Arbeitsauftrag >> Ersetze in den Zeilen von der Zeile mit „In this picture, where can the motorcycle license“ bis zum Ende der Daten (beide eingeschlossen) „license plate“ durch „number plate“ und gib nur diese Zeilen sonst unverändert wieder.

Zu bearbeitende Daten >>
»»
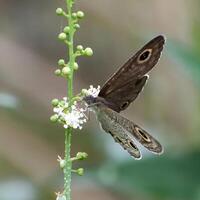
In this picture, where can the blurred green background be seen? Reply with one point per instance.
(169, 107)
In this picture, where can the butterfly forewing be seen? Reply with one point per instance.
(131, 73)
(117, 94)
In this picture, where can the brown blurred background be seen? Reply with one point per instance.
(169, 107)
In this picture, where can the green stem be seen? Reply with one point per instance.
(68, 133)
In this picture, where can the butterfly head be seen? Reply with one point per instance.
(90, 100)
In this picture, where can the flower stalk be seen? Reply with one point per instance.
(67, 112)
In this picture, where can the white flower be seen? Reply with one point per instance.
(92, 91)
(70, 117)
(60, 196)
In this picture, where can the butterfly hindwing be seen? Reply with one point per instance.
(109, 119)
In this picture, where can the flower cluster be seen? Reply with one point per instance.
(69, 116)
(91, 91)
(72, 116)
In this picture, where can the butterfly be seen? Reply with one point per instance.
(119, 92)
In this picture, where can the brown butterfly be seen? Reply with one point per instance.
(122, 89)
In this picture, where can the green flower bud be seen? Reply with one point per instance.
(57, 72)
(54, 118)
(66, 70)
(76, 26)
(84, 91)
(59, 11)
(79, 47)
(60, 197)
(62, 36)
(75, 66)
(61, 62)
(80, 171)
(74, 15)
(88, 51)
(80, 14)
(55, 102)
(66, 29)
(62, 163)
(81, 155)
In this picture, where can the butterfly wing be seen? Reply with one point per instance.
(129, 80)
(118, 133)
(125, 130)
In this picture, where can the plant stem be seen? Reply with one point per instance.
(68, 132)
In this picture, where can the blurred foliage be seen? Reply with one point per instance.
(161, 178)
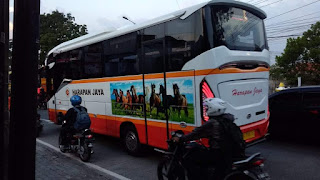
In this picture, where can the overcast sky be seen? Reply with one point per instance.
(100, 15)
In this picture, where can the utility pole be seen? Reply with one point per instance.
(23, 111)
(4, 47)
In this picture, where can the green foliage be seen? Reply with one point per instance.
(301, 58)
(118, 109)
(56, 28)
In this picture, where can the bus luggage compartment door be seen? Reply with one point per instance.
(247, 99)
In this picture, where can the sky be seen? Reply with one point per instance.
(102, 15)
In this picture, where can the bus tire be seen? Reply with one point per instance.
(131, 141)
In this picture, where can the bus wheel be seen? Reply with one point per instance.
(131, 141)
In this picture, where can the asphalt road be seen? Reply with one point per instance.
(287, 161)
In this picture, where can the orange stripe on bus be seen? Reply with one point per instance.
(172, 74)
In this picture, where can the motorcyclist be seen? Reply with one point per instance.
(70, 118)
(41, 96)
(219, 154)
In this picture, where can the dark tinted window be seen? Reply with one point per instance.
(120, 55)
(76, 64)
(153, 57)
(311, 100)
(154, 32)
(93, 61)
(184, 41)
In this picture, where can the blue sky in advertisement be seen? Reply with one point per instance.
(185, 86)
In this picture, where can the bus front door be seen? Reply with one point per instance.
(154, 81)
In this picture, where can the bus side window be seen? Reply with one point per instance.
(93, 61)
(120, 55)
(183, 41)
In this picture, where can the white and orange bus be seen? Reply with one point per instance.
(144, 81)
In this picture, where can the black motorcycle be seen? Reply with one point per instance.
(172, 166)
(81, 143)
(39, 126)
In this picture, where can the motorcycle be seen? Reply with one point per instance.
(81, 143)
(39, 126)
(172, 166)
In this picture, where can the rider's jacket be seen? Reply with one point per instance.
(212, 130)
(71, 116)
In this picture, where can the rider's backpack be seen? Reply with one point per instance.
(83, 120)
(235, 135)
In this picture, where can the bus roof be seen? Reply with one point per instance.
(182, 14)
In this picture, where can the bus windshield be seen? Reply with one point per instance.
(237, 29)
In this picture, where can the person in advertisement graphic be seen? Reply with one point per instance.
(72, 118)
(220, 152)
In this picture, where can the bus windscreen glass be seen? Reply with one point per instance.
(237, 29)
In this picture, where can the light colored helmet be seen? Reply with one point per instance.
(215, 106)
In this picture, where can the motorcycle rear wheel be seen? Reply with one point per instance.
(175, 173)
(85, 153)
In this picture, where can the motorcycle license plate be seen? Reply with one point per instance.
(248, 135)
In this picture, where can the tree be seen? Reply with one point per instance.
(56, 28)
(301, 58)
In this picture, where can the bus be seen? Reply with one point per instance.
««
Vollständige Antwort >>
In this picture, where can the motorcycle number plate be seen? Reply with one point per instance.
(248, 135)
In this picture, where can the tree be seen? Reply with one point per instance.
(56, 28)
(301, 58)
In this picture, where can the bus be seen? Reply with one point per instance.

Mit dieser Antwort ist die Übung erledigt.